» **Saved entries**:
= = = = = = =

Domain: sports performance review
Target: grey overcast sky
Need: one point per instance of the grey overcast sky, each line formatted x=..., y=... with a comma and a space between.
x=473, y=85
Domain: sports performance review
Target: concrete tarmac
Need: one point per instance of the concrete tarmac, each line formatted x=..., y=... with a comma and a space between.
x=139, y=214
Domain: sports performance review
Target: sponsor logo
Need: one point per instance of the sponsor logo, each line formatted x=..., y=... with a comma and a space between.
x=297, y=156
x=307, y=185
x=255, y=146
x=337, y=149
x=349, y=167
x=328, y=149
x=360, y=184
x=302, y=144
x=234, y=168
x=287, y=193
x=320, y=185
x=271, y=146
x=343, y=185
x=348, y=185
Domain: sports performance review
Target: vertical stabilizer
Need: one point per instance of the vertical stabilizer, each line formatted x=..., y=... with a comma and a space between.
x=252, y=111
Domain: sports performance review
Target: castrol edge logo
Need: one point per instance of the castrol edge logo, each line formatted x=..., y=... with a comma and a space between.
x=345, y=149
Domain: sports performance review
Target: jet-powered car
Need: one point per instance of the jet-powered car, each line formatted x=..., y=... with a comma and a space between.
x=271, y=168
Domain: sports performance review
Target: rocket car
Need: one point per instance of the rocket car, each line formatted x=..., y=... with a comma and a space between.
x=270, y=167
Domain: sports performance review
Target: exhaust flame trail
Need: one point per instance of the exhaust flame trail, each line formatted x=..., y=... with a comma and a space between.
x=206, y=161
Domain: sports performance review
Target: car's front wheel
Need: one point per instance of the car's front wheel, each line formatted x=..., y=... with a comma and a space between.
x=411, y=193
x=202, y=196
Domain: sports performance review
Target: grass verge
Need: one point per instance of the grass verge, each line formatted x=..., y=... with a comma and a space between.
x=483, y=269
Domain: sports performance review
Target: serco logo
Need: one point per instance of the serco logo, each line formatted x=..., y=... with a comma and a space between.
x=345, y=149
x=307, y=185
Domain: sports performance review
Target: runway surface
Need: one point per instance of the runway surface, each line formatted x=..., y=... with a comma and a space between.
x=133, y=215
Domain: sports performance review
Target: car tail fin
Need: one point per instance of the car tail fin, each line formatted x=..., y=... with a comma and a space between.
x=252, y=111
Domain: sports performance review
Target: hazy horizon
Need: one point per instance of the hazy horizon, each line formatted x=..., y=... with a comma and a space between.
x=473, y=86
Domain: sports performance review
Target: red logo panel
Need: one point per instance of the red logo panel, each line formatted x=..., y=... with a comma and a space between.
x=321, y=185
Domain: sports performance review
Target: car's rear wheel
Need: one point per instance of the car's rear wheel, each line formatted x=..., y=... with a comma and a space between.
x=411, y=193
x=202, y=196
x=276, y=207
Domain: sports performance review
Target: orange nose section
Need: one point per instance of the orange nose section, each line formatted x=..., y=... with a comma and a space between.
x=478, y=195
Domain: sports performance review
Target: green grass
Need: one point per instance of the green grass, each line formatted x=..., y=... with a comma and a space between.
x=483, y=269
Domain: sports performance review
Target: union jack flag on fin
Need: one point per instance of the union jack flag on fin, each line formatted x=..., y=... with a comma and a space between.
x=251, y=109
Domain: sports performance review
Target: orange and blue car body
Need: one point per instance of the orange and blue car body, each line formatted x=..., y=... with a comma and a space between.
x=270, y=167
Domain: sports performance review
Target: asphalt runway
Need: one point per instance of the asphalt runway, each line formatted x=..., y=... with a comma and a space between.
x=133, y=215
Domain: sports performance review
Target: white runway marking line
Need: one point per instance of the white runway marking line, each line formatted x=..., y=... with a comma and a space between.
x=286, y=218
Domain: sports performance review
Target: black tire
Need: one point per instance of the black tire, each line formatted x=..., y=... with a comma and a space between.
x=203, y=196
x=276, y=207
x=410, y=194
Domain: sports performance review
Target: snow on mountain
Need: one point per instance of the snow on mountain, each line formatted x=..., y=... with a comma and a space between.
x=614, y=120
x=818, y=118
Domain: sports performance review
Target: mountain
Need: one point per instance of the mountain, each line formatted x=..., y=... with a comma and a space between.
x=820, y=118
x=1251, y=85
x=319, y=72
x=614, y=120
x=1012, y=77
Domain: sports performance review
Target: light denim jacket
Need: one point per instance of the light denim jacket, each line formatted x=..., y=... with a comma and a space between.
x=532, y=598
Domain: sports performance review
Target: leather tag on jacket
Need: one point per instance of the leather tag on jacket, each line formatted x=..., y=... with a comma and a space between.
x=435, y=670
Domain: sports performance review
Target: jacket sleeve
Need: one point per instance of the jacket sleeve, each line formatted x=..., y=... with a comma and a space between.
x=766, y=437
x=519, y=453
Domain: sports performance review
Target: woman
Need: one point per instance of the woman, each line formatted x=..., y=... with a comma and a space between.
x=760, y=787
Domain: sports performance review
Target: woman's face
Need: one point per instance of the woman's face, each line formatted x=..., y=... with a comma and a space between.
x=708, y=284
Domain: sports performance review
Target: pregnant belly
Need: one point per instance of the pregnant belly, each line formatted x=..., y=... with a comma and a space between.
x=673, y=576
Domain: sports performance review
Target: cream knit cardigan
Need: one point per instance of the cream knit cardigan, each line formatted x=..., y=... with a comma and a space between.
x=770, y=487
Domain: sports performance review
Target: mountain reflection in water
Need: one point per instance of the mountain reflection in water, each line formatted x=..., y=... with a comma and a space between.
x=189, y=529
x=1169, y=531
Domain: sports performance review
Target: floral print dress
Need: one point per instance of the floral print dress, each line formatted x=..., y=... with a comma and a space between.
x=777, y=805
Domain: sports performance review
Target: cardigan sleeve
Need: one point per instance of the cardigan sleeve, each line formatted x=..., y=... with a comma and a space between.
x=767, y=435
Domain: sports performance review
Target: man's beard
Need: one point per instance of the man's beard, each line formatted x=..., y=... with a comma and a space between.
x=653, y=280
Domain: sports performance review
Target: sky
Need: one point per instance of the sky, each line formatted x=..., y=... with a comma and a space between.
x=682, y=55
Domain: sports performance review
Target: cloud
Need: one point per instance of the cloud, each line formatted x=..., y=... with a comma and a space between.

= = = = = = =

» **Task goal**:
Wherever the string "cloud" appears in a line of the records above, copy that line.

» **Solution for this problem**:
Target: cloud
Need: one point per instance of the cloud, each line formatted x=..., y=... with a comma and a space between.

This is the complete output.